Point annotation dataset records
********

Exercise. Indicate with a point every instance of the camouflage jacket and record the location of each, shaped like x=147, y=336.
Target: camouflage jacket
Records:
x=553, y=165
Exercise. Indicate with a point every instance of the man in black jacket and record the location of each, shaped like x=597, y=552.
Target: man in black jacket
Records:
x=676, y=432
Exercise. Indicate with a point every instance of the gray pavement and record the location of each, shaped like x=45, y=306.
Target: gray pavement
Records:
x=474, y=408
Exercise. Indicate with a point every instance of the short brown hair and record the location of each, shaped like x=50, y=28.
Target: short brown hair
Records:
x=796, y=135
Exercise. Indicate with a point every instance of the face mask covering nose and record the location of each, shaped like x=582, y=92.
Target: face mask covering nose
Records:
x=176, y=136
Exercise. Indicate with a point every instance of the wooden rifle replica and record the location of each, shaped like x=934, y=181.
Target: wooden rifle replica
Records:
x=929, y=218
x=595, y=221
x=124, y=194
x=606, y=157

********

Format the material above as a two-column CSV with the header columns "prompt" and "response", giving one row per item: its request text in "prompt" and its answer in "response". Enclose every field in double quotes and turn any line breaks within a field into spaces.

prompt,response
"Exercise. Indicate with a point every instance of the camouflage jacket and record the location of each, shaped like x=147, y=336. Target: camouflage jacket Records:","x=553, y=165"
"Exercise. Indicate with a point every instance of the man in black jacket and record the location of each, shaped like x=597, y=552. Target: man in black jacket Records:","x=676, y=432"
"Exercise. Indicate with a point every instance of the gray pavement and record the location of each, shaped like x=45, y=306. Target: gray pavement Records:","x=474, y=408"
"Exercise. Indicate with a point every instance of the short brown hair and record the location of each, shaped like x=50, y=28. Target: short brown hair Records:","x=796, y=135"
"Exercise. Indicate with a point every instance of the face mask covering nose and record the location of each, shaped like x=582, y=92. Target: face mask covering nose Records:","x=176, y=136"
"Exercise. Indicate with a point every instance of the wooden rifle replica and record the location of each, shaped like x=934, y=181. Target: wooden rifle replica Records:","x=929, y=218 x=595, y=221 x=124, y=194 x=606, y=157"